_Task list:_
1. Duplicate the passage on Dr Barclay from "In 1812 Dr Barclay" up to and including "Mr Allan Burns.".
2. Answer these questions from the passage on Dr Barclay:
(a) In what year did Dr Barclay publish the first edition of his Description of the Arteries of the Human Body?
(b) To which body did he bequeath his anatomical collection?
(c) When did each of his winter courses of anatomical lectures begin and end?
3. Decide whether each statement agrees with the passage on Dr Barclay. Answer yes or no, and quote the words that decide it.
(a) Dr Barclay gave his course of comparative anatomy in the winter.
(b) The veterinary school was conducted by a pupil of Dr Barclay.
(c) His introductory lectures were published before his death.

** Page extract follows **

In 1812 Dr Barclay published the first edition of his Description of the Arteries of the Human Body; a work displaying much acute observation and laborious research, and which may perhaps be considered the most practically useful of all his writings. The labour which this work must have cost him may be judged of by the fact, that he wrote no description of any artery until he had studied its delineation, as given by Haller, and every other standard authority, and until he had actually examined its course and distribution in every preparation to which he had access; in some instances repairing to Glasgow to examine the excellent collection of vascular preparations then in the possession of his friend Mr Allan Burns.
His last publication, completed only a few years before his death, was An Inquiry into the Opinions, Ancient and Modern, concerning Life and Organization; a work replete with learning and original criticism, and well calculated to check the progress of those idle and dangerous speculations by which some of our modern philosophers have been distinguished. This, like all his former publications, is dedicated to Dr Thomas Thomson, professor of chemis-
try in the university of Glasgow, one of the earliest and most distinguished of his numerous friends.
These several works, which afford such remarkable proofs of the inexhaustible energies of Dr Barclay's mind, were undertaken and completed amidst the incessant and laborious toils which his courses of anatomical lectures necessarily imposed upon him. Of these he gave two very full ones every winter, commencing each of them early in November, and terminating at the end of April. For several years previous to his death he had also given a course of comparative anatomy during the summer months. To this branch of study Dr Barclay had always shown a marked partiality, not only as an object of scientific research, but of great practical utility. He pressed upon the Highland Society of Scotland, of which he was a distinguished member, the propriety of giving encouragement to the study of veterinary medicine; and to him, in conjunction with his friend Mr Robert Johnston, the public is chiefly indebted for the establishment of the veterinary school, so successfully conducted by his pupil Mr Dick, under the auspices of the liberal and patriotic body above mentioned.
At the period of his death Dr Barclay was engaged in revising and preparing for the press his introductory lectures, which have since been published, and contain a valuable abridgement of the history of anatomy.
His successful progress as a teacher of anatomy Dr Barclay always gratefully attributed, in a great measure, to the patronage which, at an early period, he received from the Royal College of Surgeons of Edinburgh; and to that learned and public-spirited body he bequeathed his anatomical collection, now known as the Barclayan Museum, which contains many valuable specimens in comparative anatomy, and some of the finest vascular preparations which are anywhere to be found. (q. q.)

** End of Page extract **
** Given records follows **

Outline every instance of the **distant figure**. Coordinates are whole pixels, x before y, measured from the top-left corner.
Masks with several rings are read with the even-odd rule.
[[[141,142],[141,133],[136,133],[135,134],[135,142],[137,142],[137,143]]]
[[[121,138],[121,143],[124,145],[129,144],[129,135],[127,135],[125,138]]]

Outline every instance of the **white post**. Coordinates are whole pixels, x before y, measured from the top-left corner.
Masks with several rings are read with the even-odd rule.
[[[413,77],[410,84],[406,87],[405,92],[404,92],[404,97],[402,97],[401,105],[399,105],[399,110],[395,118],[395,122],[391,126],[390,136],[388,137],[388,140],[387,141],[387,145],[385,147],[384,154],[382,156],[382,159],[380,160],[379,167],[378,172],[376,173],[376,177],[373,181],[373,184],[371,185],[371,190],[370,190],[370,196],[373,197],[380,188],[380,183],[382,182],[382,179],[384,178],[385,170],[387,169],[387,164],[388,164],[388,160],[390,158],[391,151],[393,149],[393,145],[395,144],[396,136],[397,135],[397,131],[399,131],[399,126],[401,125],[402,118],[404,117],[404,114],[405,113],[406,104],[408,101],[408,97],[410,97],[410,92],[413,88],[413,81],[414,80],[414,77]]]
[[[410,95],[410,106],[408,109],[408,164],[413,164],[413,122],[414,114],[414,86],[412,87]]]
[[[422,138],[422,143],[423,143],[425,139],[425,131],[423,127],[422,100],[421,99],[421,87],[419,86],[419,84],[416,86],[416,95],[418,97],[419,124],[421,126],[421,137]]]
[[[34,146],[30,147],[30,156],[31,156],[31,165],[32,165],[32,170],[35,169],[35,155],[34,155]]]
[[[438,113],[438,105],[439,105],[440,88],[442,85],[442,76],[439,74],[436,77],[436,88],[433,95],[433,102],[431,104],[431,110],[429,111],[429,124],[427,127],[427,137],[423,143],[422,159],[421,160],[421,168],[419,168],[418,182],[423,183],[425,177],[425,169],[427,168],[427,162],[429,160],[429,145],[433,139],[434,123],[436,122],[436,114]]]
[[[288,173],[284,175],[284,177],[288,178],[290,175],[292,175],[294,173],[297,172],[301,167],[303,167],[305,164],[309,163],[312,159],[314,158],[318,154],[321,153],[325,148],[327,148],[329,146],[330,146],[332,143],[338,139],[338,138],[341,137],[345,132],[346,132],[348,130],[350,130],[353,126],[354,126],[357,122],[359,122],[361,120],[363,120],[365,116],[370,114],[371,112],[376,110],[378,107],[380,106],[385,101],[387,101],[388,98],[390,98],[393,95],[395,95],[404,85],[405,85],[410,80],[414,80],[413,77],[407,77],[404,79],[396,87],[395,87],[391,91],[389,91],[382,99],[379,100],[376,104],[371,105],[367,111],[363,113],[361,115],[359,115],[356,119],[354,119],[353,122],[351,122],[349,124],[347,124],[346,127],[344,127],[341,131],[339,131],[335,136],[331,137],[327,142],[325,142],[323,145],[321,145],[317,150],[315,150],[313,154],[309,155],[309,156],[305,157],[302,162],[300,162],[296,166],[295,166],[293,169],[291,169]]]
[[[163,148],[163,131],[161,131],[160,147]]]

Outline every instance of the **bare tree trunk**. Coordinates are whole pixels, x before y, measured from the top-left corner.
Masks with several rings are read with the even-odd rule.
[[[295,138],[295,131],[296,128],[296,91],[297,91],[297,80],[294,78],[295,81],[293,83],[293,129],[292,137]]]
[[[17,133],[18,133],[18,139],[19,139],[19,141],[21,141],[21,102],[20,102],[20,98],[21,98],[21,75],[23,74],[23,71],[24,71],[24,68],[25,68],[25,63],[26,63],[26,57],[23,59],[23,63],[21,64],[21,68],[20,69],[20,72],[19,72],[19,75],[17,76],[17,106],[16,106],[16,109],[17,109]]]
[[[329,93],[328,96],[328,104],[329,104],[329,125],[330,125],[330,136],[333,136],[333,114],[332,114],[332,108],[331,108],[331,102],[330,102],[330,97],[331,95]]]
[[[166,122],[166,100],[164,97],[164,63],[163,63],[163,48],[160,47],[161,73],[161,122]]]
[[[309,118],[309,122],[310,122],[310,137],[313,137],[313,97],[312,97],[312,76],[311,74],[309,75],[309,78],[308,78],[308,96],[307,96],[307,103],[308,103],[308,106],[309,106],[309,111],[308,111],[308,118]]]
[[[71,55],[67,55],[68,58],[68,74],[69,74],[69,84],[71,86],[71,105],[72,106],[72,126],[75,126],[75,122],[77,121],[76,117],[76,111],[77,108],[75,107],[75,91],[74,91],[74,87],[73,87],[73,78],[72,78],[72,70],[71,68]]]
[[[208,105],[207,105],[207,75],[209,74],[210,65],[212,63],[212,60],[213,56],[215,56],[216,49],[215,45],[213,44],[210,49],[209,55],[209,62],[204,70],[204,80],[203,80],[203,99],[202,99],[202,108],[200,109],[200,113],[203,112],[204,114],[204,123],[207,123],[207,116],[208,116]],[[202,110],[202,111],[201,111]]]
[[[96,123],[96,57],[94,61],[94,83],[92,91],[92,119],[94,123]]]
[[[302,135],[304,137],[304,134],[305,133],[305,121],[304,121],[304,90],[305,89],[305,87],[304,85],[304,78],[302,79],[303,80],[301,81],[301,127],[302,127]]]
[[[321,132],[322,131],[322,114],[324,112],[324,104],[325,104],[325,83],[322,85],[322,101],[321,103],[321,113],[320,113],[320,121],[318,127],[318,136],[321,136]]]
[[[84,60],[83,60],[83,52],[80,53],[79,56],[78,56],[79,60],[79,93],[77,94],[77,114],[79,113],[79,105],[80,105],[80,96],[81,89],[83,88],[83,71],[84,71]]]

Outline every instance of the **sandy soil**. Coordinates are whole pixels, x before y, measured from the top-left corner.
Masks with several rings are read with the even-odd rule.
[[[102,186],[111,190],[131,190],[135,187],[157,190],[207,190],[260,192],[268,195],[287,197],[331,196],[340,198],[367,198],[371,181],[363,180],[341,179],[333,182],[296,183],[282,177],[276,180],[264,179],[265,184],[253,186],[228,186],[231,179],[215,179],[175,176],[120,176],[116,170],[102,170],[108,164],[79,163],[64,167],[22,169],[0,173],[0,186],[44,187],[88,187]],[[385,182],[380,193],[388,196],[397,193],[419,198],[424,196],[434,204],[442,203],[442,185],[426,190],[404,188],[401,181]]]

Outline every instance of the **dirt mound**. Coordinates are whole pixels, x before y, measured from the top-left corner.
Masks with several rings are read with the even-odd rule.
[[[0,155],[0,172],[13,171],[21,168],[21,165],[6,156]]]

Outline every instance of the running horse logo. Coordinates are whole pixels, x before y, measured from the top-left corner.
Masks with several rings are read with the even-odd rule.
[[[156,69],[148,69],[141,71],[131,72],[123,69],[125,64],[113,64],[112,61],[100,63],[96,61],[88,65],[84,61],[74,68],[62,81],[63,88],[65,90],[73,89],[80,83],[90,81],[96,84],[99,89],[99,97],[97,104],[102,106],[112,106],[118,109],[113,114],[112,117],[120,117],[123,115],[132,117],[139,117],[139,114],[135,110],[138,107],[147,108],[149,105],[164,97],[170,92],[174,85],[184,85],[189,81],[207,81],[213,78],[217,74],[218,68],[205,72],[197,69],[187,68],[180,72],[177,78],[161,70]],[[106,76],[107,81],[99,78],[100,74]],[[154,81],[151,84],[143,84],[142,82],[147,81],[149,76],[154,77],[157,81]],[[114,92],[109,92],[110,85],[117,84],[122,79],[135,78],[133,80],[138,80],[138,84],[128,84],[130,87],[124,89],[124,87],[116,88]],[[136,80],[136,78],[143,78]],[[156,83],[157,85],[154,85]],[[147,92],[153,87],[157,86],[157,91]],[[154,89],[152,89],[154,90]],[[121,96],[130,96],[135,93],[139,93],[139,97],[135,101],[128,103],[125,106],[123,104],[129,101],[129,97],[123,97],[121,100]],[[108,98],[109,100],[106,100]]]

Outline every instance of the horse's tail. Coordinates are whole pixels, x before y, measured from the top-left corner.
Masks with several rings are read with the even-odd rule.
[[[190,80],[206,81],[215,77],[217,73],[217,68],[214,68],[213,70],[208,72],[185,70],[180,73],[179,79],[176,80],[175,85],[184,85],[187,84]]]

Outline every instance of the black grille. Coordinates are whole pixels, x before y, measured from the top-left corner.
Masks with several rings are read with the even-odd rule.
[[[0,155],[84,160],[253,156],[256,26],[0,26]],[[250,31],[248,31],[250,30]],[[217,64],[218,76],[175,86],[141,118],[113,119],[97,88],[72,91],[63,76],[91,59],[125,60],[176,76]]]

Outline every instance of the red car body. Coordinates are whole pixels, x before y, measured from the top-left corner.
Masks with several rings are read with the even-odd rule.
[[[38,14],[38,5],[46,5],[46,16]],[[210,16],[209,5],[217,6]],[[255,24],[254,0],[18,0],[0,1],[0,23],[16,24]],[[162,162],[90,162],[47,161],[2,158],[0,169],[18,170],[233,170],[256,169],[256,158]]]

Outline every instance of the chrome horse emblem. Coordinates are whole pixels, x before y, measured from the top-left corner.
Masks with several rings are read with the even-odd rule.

** End of Given records **

_Solved tasks:_
1.
In 1812 Dr Barclay published the first edition of his Description of the Arteries of the Human Body; a work displaying much acute observation and laborious research, and which may perhaps be considered the most practically useful of all his writings. The labour which this work must have cost him may be judged of by the fact, that he wrote no description of any artery until he had studied its delineation, as given by Haller, and every other standard authority, and until he had actually examined its course and distribution in every preparation to which he had access; in some instances repairing to Glasgow to examine the excellent collection of vascular preparations then in the possession of his friend Mr Allan Burns.

2.
(a) 1812
(b) The Royal College of Surgeons of Edinburgh
(c) They began early in November and ended at the end of April.

3.
(a) No: "he had also given a course of comparative anatomy during the summer months"
(b) Yes: "the veterinary school, so successfully conducted by his pupil Mr Dick"
(c) No: "At the period of his death Dr Barclay was engaged in revising and preparing for the press his introductory lectures, which have since been published"